▸ **Instructions to follow**:
List every attribute that the object named "python" receives in the JavaScript post below, with the value assigned to each.

▸ **Document section**:
####

Thursday, August 6, 2009

JavaScript

First, All the News that Fits

NY Times, yesterday: Google’s Android Jumps to the Living Room

Earlier this summer: Microsoft Wants Gadgets to Run Windows

JavaScript

You have people writing JavaScript right now. You did not choose this language. You did not invent the Internet. (Al Gore did, remember?) Brendan Eich, then at Netscape, invented this small scripting language for the then-dominant Netscape browser. If you want to run code within your visitor's browser (something as simple as rotating product pictures) you can do this in any language you choose, provided you choose JavaScript.

Yesterday I was writing JavaScript. SketchUp Rubies, written in Ruby, run their user interface in browser windows. Half or more of a Ruby may be JavaScript, not Ruby.

Actually, I don't write JavaScript. I write the subset that Doug Crockford (Yahoo's JavaScript guru) identifies in his book JavaScript: the Good Parts. JavaScript has other parts, but you can ignore them without losing any functionality. Stick to the good parts. Here's one:

python = {species:'python sebae', diet:'vegetarian'};

python.name = 'Monty';



I just created an object named "python". It had two characteristics (data members, if you prefer), "species" and "diet". (No, python sebae is not a vegetarian species. This is my pet python. I don't want him to eat the kitten.) After creating the object, I gave it another attribute, "name". No, there is no class from which this object was instantiated. As yet, python has no methods.

More exactly, python is an Object. Object is the superclass of all objects. As a practical matter, this is important if you are creating a JavaScript interpreter. You can ignore it if you are writing JavaScript.

This simple syntax (I'd call it pythonic!) is the basis for JSON, JavaScript Object Notation. JSON, invented by Doug Crockford, is a simpler alternative to XML for storing and retrieving objects. (For security reasons JavaScript cannot do disk I/O except for cookies. JavaScript plus X is needed for generalized disk I/O. For SketchUp Rubies, X is Ruby and the SketchUp API.)

Where JavaScript gets most pythonic is in its functional programming, which is a thing of beauty. I'll see what I can come up with for that topic tomorrow.

####

▸ **Input data**:

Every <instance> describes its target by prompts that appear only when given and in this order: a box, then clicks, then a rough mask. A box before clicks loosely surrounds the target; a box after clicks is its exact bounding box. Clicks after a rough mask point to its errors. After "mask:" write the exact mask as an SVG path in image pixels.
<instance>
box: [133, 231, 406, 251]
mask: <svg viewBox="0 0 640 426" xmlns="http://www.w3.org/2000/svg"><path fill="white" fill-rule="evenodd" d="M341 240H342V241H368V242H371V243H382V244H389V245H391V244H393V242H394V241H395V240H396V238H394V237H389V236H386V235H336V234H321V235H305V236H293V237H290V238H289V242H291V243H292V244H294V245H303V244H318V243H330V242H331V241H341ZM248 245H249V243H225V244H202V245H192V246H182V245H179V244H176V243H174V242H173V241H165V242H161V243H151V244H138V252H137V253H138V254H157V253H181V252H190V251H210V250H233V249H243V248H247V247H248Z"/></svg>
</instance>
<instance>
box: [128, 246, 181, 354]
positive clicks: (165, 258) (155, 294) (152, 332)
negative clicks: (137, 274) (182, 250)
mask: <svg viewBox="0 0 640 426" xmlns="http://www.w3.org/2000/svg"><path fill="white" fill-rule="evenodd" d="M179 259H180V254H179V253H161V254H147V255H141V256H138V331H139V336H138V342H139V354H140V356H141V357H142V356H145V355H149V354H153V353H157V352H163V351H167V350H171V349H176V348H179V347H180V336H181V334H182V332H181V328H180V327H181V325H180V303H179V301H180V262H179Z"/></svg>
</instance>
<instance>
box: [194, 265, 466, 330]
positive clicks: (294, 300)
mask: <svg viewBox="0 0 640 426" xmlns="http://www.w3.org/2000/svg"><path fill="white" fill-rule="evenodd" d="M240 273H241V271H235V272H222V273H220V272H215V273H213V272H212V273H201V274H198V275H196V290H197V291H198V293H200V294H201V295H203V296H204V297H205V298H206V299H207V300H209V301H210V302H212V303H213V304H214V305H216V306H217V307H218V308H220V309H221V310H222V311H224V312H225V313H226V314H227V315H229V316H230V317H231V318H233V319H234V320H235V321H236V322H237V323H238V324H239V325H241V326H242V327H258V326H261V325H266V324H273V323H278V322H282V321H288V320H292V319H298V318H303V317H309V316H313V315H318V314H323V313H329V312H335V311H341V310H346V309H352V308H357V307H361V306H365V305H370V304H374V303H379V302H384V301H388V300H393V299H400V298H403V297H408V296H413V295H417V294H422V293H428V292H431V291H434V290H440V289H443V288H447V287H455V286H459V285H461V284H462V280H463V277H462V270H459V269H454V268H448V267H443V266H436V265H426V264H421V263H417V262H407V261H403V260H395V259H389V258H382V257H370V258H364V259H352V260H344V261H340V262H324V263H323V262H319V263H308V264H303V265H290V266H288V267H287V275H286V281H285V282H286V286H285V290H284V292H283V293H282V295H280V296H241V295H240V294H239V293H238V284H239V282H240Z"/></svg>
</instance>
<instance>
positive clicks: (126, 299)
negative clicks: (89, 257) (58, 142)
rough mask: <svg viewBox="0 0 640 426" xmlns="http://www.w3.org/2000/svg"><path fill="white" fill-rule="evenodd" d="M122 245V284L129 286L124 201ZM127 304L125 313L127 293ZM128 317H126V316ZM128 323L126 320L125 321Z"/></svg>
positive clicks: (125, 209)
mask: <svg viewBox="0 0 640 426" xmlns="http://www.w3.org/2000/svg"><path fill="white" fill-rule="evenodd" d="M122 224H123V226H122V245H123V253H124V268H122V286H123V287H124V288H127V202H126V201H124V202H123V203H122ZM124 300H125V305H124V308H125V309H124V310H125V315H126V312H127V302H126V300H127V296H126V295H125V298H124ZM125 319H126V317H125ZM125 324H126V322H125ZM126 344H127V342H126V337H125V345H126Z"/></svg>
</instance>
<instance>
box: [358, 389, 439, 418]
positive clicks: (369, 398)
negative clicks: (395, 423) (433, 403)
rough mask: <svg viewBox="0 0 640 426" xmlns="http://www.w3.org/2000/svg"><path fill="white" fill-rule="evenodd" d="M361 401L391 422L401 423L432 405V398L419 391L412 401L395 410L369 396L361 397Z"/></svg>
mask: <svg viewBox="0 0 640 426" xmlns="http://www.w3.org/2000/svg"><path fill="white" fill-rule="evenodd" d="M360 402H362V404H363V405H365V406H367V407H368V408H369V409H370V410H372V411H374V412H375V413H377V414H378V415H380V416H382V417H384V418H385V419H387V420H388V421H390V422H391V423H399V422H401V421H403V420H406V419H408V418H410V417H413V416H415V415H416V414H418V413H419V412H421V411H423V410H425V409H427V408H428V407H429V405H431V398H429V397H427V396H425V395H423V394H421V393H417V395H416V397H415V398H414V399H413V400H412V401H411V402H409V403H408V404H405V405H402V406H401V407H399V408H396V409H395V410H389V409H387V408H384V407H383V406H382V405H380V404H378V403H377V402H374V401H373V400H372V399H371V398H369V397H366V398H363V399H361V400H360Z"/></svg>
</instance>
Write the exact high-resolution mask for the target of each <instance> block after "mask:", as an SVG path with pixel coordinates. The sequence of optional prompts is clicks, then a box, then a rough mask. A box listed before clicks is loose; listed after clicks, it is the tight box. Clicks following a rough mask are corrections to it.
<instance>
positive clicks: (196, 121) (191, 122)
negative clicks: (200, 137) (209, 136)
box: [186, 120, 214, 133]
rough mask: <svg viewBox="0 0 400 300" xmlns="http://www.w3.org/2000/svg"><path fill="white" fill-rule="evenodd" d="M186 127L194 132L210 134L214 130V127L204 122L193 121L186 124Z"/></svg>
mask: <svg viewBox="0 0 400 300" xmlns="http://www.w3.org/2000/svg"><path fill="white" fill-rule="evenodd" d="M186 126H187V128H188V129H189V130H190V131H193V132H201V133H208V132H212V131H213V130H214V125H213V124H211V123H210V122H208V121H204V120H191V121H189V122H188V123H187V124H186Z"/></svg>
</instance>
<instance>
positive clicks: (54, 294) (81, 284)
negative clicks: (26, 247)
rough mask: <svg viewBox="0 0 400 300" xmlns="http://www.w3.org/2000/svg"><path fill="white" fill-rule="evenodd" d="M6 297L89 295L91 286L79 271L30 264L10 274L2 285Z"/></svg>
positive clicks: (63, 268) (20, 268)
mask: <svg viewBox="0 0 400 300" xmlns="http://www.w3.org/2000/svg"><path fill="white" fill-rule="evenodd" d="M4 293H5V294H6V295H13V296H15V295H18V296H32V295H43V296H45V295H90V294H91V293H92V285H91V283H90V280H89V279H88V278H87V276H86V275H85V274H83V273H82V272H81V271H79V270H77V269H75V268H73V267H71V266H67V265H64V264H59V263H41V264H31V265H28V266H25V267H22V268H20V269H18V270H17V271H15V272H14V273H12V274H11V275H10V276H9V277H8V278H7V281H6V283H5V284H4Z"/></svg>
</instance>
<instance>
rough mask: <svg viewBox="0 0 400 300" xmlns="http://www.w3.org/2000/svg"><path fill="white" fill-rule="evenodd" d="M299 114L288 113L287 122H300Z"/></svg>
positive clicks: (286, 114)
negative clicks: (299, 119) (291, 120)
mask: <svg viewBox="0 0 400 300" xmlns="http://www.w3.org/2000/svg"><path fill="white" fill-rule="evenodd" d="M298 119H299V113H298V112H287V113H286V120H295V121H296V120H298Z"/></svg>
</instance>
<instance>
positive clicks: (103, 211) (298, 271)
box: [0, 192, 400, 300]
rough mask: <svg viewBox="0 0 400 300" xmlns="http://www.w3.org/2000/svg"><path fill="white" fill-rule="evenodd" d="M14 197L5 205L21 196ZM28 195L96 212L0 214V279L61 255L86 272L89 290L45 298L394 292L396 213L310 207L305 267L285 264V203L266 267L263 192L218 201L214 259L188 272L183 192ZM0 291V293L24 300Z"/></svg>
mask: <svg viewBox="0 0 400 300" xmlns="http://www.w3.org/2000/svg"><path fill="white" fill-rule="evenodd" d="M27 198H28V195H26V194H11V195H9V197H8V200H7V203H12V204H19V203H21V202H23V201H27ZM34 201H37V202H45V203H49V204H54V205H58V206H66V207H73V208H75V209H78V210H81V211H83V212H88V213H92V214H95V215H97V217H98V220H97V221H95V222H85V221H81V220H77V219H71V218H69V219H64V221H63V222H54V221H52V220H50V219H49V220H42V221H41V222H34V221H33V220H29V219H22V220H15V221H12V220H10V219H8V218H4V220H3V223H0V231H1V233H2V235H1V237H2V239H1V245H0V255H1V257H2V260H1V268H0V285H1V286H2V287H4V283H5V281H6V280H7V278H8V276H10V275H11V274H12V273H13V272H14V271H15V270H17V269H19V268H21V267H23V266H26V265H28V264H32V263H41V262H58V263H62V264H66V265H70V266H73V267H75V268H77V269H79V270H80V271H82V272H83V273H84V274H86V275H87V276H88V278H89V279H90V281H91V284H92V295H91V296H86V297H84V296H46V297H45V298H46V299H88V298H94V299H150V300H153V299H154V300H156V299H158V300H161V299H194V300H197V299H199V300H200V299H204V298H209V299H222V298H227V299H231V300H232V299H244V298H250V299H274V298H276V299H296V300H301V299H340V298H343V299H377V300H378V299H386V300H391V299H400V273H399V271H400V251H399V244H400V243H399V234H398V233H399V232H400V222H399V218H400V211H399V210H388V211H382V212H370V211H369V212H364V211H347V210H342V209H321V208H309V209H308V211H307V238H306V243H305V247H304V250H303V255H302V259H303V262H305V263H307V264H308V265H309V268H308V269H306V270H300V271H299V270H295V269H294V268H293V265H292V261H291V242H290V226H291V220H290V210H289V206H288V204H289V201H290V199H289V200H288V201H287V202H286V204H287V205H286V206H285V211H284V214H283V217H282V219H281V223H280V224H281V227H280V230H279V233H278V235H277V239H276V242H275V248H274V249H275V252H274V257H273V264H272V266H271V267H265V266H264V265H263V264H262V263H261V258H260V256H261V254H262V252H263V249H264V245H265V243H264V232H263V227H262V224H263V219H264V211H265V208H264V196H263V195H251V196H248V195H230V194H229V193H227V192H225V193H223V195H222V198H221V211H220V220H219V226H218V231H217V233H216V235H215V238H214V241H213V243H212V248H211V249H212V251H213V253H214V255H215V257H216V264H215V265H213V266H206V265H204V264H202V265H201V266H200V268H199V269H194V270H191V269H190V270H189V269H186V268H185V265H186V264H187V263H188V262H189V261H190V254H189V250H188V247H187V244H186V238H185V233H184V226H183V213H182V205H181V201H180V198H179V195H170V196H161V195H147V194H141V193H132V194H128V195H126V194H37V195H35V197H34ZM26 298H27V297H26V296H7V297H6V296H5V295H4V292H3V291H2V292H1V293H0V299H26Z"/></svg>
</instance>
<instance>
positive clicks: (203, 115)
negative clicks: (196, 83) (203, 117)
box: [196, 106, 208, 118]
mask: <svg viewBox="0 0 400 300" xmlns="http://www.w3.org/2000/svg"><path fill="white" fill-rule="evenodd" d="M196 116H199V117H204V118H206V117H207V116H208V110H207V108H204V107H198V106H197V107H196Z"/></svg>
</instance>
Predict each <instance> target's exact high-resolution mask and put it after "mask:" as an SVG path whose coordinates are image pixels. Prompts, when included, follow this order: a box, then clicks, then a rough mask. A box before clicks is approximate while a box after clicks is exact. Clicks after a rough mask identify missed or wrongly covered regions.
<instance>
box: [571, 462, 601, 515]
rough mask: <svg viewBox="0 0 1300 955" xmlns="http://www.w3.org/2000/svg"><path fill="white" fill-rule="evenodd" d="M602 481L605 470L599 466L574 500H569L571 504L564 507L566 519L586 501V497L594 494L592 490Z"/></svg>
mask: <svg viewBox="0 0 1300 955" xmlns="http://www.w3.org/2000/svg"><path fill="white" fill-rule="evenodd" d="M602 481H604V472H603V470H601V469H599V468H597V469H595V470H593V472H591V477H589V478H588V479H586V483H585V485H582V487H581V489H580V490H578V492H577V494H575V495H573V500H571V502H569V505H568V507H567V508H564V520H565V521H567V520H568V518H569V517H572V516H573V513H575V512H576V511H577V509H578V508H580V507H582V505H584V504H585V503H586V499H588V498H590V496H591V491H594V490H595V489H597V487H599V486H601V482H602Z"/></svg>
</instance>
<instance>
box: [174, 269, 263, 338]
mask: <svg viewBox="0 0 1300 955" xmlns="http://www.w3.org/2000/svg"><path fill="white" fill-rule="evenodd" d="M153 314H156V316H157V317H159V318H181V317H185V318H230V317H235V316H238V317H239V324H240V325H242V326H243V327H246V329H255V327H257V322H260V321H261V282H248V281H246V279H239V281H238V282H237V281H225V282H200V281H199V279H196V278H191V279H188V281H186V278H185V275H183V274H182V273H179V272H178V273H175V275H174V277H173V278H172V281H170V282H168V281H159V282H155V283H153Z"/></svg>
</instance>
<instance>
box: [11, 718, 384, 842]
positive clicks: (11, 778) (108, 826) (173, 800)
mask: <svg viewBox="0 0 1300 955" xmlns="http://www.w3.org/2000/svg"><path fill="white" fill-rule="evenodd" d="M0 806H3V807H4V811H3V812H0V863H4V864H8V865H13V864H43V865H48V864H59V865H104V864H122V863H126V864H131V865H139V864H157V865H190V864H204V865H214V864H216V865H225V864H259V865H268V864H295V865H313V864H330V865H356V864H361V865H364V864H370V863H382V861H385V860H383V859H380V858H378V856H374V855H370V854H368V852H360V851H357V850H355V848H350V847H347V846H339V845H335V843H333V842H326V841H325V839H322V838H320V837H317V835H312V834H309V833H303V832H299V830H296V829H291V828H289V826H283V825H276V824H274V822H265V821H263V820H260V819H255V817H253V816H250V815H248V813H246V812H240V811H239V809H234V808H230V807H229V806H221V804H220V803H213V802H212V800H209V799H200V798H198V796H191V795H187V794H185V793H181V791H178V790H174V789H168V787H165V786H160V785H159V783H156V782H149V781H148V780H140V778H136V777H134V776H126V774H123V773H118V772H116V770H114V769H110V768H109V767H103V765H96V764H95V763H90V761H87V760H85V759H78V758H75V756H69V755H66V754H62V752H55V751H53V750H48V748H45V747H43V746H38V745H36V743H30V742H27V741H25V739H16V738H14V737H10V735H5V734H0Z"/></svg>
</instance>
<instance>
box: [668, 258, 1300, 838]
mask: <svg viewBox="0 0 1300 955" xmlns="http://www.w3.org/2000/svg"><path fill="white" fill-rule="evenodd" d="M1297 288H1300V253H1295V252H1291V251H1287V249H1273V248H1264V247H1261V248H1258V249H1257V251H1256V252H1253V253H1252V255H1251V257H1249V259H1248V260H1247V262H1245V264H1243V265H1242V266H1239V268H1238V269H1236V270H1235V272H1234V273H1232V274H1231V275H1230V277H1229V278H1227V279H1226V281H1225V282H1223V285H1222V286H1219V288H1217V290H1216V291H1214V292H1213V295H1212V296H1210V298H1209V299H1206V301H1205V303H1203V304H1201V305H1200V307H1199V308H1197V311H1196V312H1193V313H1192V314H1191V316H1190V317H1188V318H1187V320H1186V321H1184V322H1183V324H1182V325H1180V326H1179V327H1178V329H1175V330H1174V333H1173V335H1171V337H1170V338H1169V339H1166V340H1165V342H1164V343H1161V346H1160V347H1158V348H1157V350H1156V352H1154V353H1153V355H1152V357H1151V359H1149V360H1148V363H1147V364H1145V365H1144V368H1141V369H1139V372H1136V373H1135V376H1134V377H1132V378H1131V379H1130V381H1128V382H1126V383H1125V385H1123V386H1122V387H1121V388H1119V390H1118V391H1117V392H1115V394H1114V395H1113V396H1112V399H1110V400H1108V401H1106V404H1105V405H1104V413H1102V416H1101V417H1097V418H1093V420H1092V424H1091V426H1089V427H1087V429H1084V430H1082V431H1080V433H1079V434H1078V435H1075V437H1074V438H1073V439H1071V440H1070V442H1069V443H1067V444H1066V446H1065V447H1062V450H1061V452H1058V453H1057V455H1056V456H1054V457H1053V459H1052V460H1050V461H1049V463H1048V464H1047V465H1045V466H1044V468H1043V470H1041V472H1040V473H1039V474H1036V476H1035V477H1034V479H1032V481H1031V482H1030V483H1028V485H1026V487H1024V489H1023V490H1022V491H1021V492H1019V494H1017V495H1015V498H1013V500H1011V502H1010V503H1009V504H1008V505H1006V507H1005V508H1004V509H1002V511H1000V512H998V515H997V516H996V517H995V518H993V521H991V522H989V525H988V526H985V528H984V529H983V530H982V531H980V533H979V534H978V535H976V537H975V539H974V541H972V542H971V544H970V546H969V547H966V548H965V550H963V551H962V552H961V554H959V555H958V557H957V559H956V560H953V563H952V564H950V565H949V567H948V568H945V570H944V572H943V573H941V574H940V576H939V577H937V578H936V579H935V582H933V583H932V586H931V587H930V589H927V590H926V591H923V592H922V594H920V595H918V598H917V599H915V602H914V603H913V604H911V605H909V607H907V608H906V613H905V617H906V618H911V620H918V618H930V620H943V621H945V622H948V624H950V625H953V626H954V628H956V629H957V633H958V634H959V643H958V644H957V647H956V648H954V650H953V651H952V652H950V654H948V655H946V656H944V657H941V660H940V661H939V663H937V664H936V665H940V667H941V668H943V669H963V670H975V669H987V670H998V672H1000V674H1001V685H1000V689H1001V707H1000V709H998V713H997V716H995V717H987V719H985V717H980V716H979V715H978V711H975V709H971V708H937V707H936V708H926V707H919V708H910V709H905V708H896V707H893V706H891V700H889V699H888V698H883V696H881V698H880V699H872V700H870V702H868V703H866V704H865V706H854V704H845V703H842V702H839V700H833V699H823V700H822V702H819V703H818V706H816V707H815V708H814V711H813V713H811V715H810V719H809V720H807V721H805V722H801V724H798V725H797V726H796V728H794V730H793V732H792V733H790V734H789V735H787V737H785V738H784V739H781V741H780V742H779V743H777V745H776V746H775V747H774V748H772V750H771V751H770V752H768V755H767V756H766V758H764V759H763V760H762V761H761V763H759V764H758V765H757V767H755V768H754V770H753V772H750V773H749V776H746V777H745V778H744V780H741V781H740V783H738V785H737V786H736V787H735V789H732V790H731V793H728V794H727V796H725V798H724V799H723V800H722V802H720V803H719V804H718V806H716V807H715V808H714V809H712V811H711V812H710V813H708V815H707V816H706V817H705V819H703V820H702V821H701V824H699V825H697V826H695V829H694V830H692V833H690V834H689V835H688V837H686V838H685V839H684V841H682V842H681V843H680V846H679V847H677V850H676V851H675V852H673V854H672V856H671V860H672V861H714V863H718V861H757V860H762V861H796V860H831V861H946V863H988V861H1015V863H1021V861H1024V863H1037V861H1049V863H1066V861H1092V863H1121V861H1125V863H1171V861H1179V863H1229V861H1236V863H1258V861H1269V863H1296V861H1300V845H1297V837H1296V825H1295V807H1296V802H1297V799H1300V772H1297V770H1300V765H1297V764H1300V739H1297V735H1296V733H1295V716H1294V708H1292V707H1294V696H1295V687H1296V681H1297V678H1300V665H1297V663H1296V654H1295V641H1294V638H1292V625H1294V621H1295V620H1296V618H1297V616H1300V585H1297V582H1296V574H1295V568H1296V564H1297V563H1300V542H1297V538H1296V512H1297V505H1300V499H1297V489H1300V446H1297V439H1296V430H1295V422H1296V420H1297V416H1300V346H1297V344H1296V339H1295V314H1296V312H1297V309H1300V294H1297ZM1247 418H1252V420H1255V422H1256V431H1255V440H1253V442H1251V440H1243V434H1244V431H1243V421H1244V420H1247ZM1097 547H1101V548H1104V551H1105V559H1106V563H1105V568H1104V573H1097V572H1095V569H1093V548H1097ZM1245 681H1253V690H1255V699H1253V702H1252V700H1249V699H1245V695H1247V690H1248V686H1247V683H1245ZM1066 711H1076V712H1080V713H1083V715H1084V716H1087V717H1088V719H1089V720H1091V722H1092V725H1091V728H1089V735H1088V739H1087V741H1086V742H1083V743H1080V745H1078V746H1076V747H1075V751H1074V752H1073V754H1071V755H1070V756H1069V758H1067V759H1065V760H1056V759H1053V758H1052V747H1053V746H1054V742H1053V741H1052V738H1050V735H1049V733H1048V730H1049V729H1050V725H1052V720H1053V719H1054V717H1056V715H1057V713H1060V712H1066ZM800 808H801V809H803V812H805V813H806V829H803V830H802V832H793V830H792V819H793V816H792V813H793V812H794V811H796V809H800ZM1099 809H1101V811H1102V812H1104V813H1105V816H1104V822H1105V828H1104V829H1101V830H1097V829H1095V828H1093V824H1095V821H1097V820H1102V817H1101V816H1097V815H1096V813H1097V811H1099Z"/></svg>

####

▸ **Task result**:
species: 'python sebae'
diet: 'vegetarian'
name: 'Monty'